**Directions:**
(a) In the passage on New York City green schoolyards, how many climate-adaptation projects have TPL and the DEP completed since 2013?
(b) Retype the passage on New York City green schoolyards from "The schoolyards also" to "to green space.", word for word.

**Source passage:**
───
The Tubman Center renovation is among 50 climate-adaptation projects TPL and the DEP have completed since 2013 to build green infrastructure on public school grounds in New York City. These green schoolyards serve multiple needs at once: They become kid-worthy places to play. They cut water pollution and prevent nearby flooding. And they create cooler spaces amid urban heat, with heat-deflecting surfaces and shade trees.

An aerial before view of the playground at the Harriet Tubman Learning Center in NYC. Photo: TPL staff

A view of the playground at the Harriet Tubman Learning Center before renovation. Photo: TPL staff

The schoolyards also become community parks: known as Community Schoolyards® projects, they stay open to neighbors after school hours and on weekends, giving people who would otherwise lack park space access within a 10-minute walk. In the case of the Harriet Tubman Learning Center, 48 percent of households in that radius have low incomes, and 56 percent identify as Black—both characteristically underserved groups when it comes to green space.

“We always want to evolve and look at how we can make these spaces better,” says Mary Alice Lee, director of TPL’s NYC Playgrounds program and interim New York state director, “and also look at ways we can educate communities and kids about the environment, climate change, and sustainability.” As the White House visitors learned, the stacked benefits of green infrastructure around schools also play into environmental education. Lee shares a telling anecdote about a student thinking they’d made an error tending a schoolyard garden upon discovering green strawberries, not realizing that’s how young fruits begin.
───
**Recorded information:**
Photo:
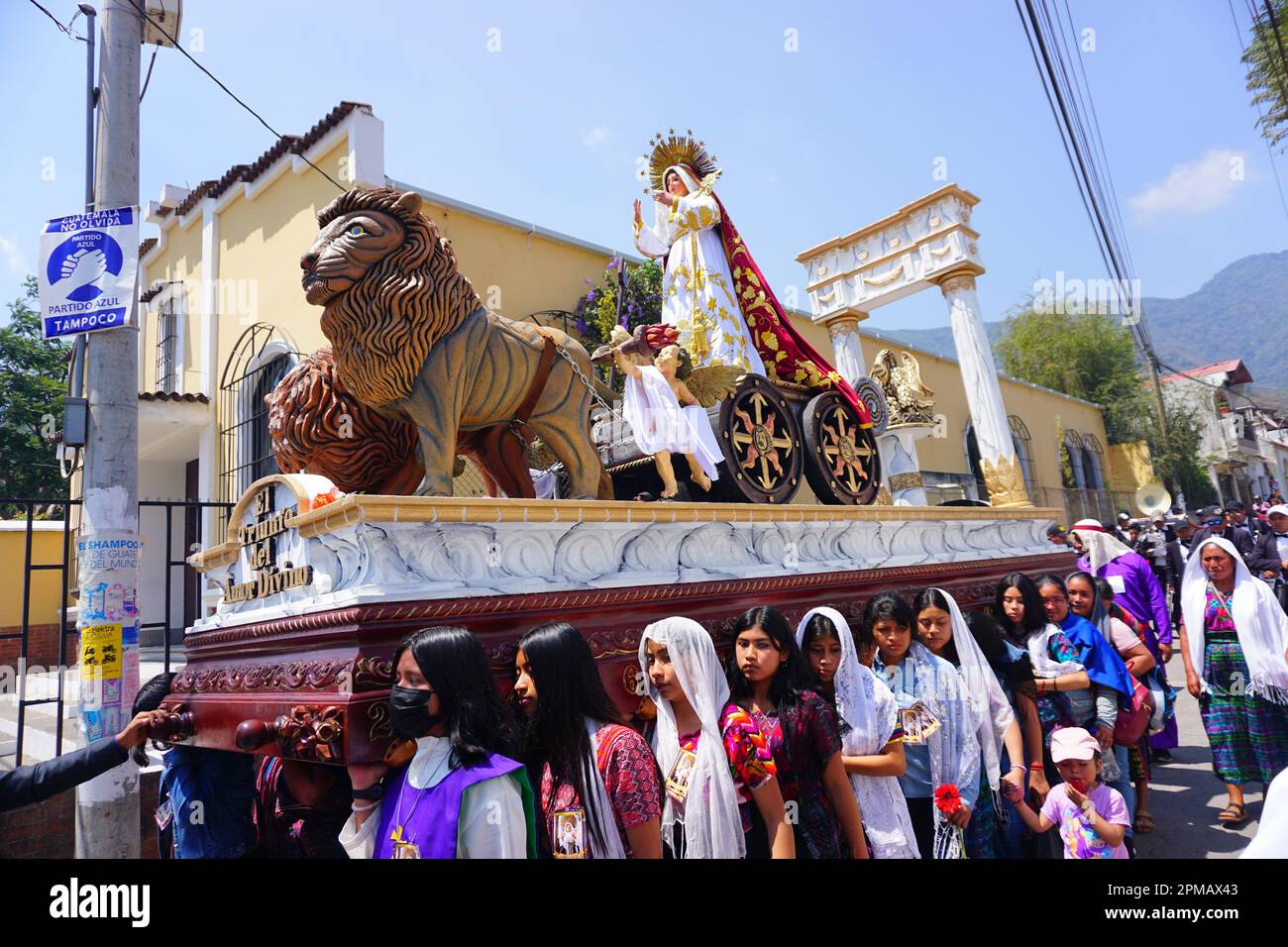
───
**Answers for this exercise:**
(a) 50 projects.

(b)
The schoolyards also become community parks: known as Community Schoolyards® projects, they stay open to neighbors after school hours and on weekends, giving people who would otherwise lack park space access within a 10-minute walk. In the case of the Harriet Tubman Learning Center, 48 percent of households in that radius have low incomes, and 56 percent identify as Black—both characteristically underserved groups when it comes to green space.